→ **OPDRACHT**
Tel alstublieft in de records hieronder de regels waarin het woord "hair" voorkomt, met onderscheid tussen hoofdletters en kleine letters. Geef alleen het aantal.

→ **GEËXTRAHEERDE RECORDS**

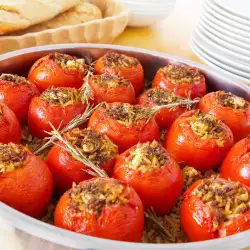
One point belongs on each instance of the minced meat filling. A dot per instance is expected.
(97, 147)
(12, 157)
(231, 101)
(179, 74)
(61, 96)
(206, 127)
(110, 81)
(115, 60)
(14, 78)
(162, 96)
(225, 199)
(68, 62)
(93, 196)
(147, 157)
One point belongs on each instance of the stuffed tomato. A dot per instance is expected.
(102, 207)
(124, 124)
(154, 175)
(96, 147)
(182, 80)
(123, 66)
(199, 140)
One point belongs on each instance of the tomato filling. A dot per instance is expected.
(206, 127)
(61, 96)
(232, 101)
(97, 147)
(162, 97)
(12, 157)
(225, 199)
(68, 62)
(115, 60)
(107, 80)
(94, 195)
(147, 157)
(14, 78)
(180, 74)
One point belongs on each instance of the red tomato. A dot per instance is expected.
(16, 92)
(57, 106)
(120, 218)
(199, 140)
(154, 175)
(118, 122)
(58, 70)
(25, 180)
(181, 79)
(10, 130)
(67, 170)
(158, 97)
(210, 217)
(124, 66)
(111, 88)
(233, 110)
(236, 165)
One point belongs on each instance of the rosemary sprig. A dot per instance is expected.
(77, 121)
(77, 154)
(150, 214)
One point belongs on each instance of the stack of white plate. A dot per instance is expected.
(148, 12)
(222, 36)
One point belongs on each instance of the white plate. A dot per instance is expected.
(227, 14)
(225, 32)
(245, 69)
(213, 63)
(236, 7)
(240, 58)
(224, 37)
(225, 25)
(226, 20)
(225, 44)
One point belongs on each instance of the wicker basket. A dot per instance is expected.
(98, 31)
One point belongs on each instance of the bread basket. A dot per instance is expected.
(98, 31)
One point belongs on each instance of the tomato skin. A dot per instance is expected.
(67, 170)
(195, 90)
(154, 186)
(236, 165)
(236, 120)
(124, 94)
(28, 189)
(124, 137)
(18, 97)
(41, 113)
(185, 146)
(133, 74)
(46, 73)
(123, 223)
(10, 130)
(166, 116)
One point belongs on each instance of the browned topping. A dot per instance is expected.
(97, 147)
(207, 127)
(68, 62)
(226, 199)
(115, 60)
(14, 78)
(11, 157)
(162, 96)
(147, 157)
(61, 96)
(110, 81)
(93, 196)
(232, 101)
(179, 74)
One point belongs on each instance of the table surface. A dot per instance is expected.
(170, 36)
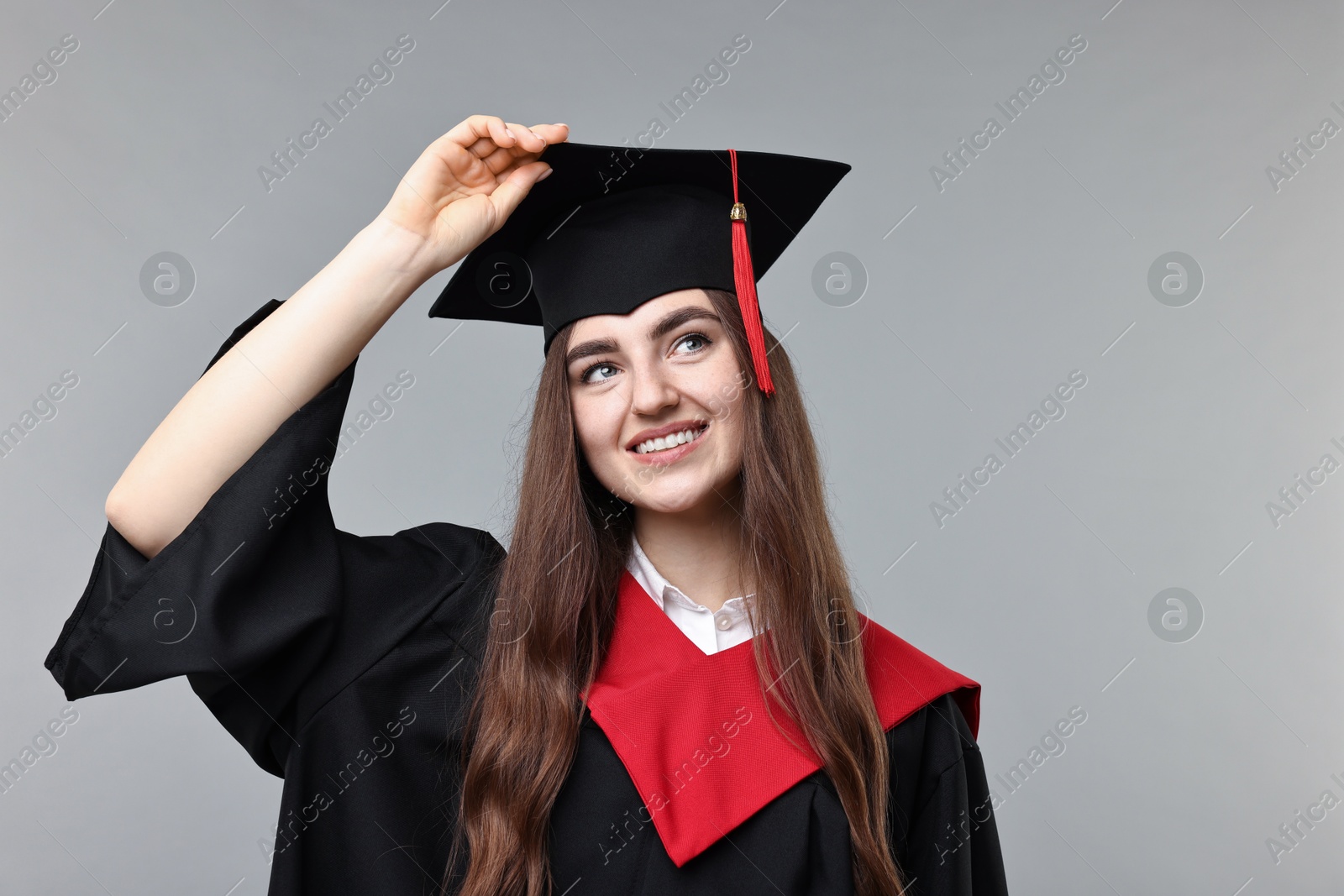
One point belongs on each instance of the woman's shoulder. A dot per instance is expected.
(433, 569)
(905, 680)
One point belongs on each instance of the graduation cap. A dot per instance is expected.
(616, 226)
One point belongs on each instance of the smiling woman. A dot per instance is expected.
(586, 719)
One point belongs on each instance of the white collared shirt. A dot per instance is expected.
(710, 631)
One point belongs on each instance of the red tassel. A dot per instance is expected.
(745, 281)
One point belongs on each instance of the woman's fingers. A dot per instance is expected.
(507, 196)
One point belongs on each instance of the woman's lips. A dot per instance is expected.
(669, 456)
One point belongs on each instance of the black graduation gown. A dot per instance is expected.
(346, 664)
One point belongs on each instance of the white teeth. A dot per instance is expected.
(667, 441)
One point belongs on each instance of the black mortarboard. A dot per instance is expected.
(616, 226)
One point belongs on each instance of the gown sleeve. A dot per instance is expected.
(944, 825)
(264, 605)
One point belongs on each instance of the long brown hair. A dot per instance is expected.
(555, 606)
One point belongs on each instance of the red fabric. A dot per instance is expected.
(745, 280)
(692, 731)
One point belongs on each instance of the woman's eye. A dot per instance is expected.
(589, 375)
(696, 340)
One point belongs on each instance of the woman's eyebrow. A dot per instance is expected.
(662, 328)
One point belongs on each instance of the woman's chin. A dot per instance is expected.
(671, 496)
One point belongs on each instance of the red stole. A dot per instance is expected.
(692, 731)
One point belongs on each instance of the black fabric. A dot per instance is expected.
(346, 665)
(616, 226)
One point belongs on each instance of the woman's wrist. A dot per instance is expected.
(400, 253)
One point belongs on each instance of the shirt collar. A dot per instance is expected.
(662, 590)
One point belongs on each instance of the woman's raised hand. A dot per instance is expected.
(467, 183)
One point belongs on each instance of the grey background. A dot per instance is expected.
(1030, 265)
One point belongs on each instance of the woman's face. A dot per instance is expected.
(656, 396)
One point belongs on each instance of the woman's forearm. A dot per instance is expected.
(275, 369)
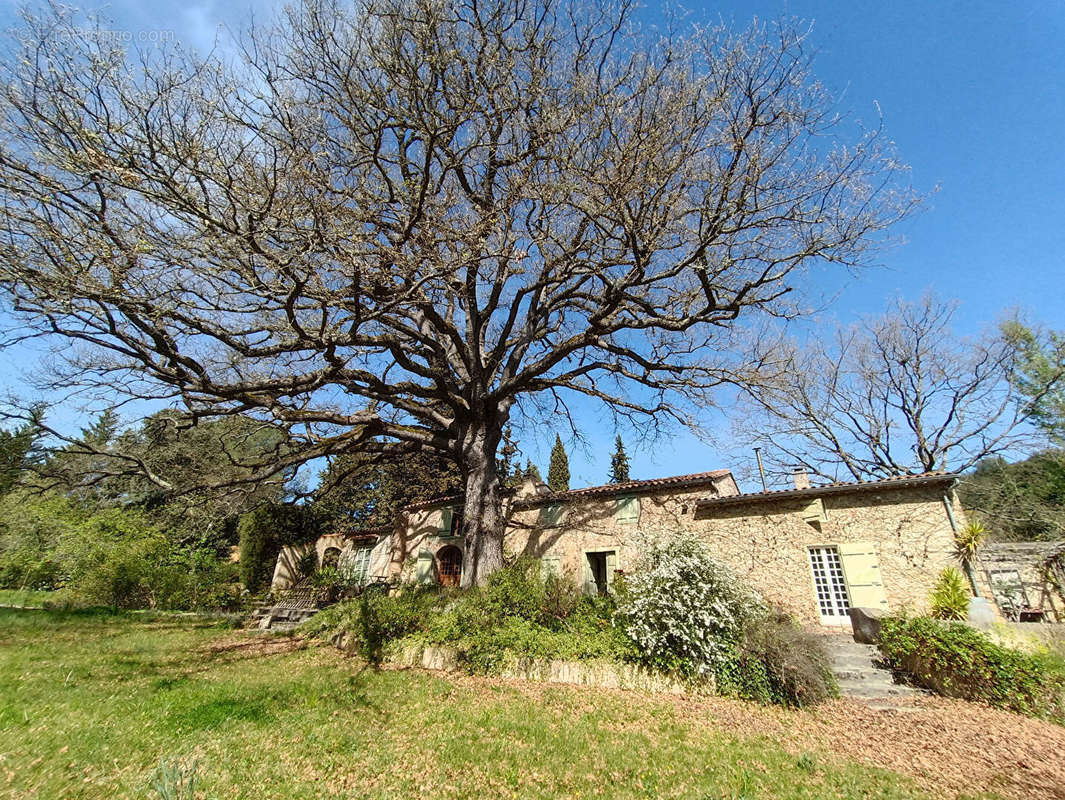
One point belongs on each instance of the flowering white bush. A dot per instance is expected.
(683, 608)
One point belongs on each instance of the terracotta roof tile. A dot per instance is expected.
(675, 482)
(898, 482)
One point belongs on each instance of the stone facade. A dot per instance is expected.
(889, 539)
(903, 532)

--

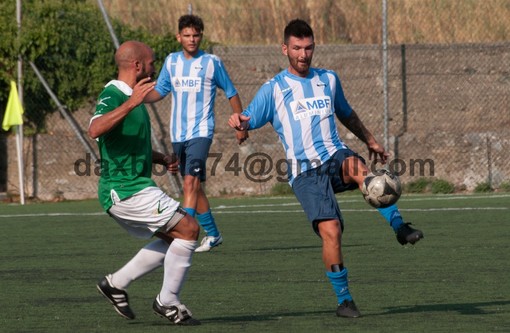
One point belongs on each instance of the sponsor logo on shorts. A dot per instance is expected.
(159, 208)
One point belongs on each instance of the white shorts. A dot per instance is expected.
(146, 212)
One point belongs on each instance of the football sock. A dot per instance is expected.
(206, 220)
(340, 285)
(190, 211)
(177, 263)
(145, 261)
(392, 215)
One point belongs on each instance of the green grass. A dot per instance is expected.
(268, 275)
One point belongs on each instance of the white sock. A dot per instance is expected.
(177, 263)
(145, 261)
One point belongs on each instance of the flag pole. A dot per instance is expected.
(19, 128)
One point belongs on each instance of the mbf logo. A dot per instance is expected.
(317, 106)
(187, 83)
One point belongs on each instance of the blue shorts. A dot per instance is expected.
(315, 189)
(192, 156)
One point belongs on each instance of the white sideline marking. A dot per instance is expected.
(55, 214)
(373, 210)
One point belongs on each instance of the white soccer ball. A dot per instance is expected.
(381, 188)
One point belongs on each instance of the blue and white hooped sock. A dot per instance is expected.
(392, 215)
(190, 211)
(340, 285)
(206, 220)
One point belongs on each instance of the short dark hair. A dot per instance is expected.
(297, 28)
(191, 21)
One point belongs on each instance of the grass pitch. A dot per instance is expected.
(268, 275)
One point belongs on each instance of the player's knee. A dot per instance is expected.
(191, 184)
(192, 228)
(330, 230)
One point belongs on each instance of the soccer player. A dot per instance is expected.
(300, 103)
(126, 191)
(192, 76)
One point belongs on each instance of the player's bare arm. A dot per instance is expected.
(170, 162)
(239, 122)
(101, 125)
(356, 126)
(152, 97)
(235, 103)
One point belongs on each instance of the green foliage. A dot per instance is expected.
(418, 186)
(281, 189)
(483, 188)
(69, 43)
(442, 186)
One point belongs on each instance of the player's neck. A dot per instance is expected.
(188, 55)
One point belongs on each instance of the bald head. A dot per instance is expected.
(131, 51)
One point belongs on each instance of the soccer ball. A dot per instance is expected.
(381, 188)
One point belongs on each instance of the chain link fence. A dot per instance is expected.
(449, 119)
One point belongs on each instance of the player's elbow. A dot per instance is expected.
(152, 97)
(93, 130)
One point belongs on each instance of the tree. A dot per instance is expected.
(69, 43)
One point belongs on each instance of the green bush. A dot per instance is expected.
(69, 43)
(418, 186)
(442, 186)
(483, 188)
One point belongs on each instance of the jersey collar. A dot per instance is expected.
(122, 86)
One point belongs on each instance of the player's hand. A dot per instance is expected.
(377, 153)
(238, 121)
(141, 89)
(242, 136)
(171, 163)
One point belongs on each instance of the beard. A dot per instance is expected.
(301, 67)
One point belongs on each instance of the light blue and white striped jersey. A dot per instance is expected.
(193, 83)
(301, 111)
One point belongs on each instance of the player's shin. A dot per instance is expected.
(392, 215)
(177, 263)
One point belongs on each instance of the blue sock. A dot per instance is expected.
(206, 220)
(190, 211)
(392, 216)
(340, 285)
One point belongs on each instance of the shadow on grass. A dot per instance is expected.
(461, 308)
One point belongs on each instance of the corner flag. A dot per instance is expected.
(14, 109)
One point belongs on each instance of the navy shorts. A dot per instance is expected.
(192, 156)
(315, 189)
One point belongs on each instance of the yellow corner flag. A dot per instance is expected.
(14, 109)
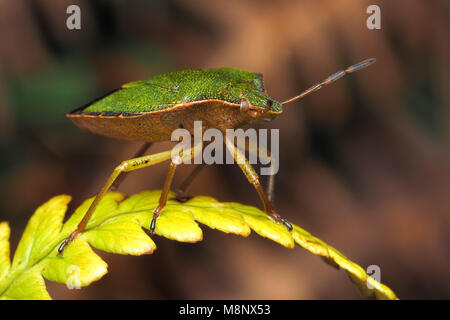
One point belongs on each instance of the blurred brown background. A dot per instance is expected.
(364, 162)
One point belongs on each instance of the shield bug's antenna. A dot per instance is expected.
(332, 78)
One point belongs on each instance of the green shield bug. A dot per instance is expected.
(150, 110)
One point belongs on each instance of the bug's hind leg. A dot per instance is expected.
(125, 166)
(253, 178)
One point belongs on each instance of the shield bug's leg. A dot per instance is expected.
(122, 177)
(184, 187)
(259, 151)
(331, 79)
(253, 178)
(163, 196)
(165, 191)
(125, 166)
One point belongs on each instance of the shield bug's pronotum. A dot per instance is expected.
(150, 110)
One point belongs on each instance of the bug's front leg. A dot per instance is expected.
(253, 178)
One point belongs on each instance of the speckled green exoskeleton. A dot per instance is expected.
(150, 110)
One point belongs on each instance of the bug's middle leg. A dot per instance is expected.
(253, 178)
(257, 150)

* * *

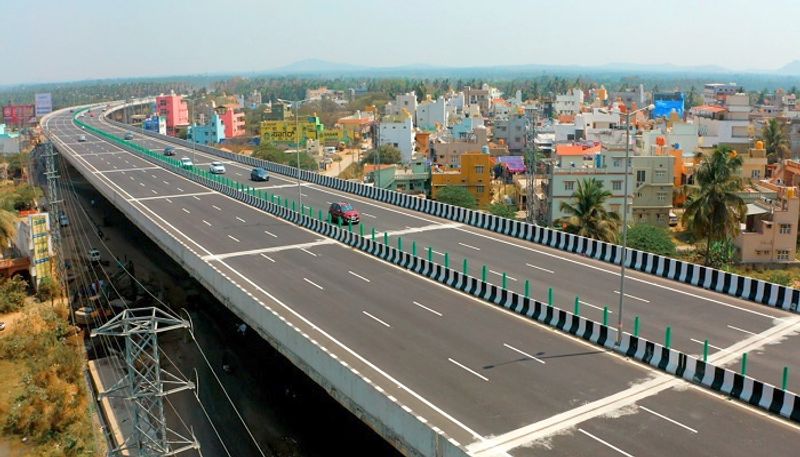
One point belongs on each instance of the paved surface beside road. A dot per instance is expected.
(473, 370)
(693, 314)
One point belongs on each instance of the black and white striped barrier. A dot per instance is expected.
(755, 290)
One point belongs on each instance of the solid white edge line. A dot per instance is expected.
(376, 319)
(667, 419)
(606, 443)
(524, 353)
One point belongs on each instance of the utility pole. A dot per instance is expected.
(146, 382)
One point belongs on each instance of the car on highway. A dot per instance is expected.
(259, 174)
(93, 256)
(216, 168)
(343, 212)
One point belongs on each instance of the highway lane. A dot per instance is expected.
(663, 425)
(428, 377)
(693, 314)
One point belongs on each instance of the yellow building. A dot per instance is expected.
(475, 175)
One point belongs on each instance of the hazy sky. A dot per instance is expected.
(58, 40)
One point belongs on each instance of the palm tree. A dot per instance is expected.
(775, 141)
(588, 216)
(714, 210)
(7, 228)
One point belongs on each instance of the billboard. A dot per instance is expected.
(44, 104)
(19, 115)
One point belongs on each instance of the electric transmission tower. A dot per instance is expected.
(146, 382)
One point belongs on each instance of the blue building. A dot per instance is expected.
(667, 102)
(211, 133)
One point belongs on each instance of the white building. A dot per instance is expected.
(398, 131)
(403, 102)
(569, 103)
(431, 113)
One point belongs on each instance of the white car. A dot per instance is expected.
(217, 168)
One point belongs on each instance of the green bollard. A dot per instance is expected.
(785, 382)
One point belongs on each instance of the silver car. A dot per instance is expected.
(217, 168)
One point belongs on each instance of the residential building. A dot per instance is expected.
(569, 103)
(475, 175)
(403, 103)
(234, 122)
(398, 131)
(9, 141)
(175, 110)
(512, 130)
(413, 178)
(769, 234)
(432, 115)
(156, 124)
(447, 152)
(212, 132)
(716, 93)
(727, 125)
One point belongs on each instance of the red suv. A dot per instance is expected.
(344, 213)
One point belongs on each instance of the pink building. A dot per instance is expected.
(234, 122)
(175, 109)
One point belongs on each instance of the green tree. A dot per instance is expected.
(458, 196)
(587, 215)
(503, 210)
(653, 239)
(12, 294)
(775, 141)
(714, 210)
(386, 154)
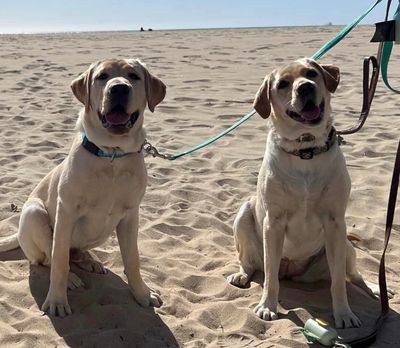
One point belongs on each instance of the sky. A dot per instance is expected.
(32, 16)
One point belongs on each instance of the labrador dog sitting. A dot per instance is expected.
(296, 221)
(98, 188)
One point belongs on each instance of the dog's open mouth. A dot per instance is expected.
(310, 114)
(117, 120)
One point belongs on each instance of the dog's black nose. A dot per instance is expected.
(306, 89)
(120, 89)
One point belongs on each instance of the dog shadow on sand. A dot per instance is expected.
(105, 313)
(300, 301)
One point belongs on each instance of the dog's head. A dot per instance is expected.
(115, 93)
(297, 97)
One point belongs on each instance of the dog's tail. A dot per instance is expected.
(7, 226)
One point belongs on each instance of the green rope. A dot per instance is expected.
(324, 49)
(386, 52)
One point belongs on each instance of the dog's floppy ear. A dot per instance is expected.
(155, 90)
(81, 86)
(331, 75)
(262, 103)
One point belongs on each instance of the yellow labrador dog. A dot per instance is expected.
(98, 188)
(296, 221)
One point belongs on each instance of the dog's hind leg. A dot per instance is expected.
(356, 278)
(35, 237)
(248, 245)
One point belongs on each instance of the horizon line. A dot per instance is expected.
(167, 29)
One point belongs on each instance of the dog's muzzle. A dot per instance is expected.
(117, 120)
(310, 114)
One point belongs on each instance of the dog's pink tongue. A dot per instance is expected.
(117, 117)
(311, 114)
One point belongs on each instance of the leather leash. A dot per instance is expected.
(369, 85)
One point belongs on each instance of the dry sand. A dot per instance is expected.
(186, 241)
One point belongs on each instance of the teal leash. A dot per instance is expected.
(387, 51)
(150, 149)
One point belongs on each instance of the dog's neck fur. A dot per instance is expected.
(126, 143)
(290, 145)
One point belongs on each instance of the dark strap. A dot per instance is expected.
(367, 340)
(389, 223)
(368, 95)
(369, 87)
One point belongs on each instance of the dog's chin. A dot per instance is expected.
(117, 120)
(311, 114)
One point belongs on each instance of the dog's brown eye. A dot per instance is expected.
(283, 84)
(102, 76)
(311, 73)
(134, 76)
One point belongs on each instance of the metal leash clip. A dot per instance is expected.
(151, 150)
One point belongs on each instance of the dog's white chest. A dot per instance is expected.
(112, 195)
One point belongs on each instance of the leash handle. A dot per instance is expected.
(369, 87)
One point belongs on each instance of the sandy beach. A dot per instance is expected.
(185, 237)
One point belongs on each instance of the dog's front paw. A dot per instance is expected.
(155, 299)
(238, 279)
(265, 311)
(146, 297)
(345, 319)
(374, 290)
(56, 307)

→ **DE OPLOSSING**
2